**Sayfadan alıntı:**
▽
FREDERİCK CHOPİN/CENAZE MARŞI

FREDERİCK CHOPİN/CENAZE MARŞI

Gülçin Tüzel Dokur | 14/06/2020

Fransız göçmen Nicolas Chopin ile Polonyalı Justine’nin üçüncü çocukları olarak 1810’da Polonya’nın Varşova yakınlarında ki Zelazova-Vola köyünde doğan Chopin, ilk müzik derslerini Polonyalı annesinden aldı ve 6 yaşına geldiğinde dehası ortaya çıkan besteci oldukça yaratıcı düzenlemeler yapmaya başladı.

Ünlü eseri ‘Cenaze Marşı’ da bunlardan biri.

Chopin’in bu eseri op.35 Sonat’ın üçüncü bölümüdür.Ünlü besteci akla gelenin aksine, bunu kendi ölümü için yazmış değildir.

Aksine bu sonat onun en parlak günlerinin eserlerinden biriydi.


 

Gerçekten de 1830-35 arası Chopin’in en yüksek sanat değeri taşıyan bestelerini yazdığı dönemdir.Op.35 Sonat ilk çalındığı günden beri büyük ilgi, hatta şaşkınlık yaratmıştır.Chopin, bu eseriyle aşılamaz sayılan Beethoven’vari sonat tarzını geride bırakmış, çok daha ilerilere geçmiştir.Müzik eleştirmenleri arasında farklı tepkilere yol açan bu eser için Schumann da “Buna sonat diyebilmek için insanın hayale kapılması gerekir.
△
**Malzemeyi inceleyin:**
(1) Chopin yazısına göre Cenaze Marşı, Chopin'in hangi eserinin kaçıncı bölümüdür?
(2) Chopin yazısını kaldığı yerden sürdürün.

[Nokta konumlandırma verileri]
▽
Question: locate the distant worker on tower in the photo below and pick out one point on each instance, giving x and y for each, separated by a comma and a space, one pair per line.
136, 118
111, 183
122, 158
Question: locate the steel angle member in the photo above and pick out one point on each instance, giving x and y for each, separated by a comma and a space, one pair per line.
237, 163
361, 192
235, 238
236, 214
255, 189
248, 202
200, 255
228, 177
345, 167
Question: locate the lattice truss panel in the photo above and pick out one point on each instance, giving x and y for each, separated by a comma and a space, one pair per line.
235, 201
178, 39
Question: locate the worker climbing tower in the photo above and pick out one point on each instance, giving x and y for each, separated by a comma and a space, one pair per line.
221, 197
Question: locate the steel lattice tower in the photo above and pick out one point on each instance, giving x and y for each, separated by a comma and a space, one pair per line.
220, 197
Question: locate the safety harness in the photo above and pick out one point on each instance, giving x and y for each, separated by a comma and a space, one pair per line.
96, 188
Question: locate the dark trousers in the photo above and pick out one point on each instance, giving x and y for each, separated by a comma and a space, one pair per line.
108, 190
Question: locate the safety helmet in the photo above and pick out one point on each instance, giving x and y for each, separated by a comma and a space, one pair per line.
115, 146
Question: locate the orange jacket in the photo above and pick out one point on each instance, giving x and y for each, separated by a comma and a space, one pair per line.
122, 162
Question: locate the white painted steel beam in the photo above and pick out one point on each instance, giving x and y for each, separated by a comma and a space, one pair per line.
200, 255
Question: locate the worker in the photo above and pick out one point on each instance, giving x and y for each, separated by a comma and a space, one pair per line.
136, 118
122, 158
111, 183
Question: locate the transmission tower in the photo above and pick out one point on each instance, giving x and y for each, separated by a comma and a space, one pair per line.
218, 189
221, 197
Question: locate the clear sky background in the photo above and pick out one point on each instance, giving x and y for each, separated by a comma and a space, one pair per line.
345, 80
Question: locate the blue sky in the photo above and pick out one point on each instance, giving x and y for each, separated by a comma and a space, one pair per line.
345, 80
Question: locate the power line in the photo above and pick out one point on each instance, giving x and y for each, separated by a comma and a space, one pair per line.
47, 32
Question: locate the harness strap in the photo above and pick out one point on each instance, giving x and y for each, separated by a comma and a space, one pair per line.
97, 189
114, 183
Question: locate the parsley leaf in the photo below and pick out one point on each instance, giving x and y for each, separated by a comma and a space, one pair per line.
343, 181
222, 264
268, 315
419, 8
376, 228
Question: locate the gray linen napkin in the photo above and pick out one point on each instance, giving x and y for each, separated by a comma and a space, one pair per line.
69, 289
△
**Alıştırma yanıtları:**
(1) Op.35 Sonat'ın üçüncü bölümüdür.

(2)
Yalnız, en çılgınca dört eserini bir araya toplayabilmesi besteci için övünülecek bir şey” yorumunu yapar. Schumann bu “çılgınca” sözcüğünü özellikle eserin son iki parçası olan Marche Funebre ve Finale için kullanır. Cenaze Marşı’nda gözü açık görülen bir rüya, bilinçli bir sayıklama sezilebilir; romantik bir ruhun ölüme karşı alaylı bir meydan okuyuşudur bu bölüm.Yalnız bütün bu alaya karşın, gene de bir korku vardır.Ünlü Fransız yazarlarından Ernest Legouve, “Chopin’den ne zaman istesek Marche Funebre’i bize çalardı.Ancak, parçasını bitirir bitirmez şapkasını alır giderdi” der.

Chopin cenazesinde hiçbir zaman bu eserinin çalınmasını istemedi. Onun yerine Mozart’ın Requiem’ini dinlettiler.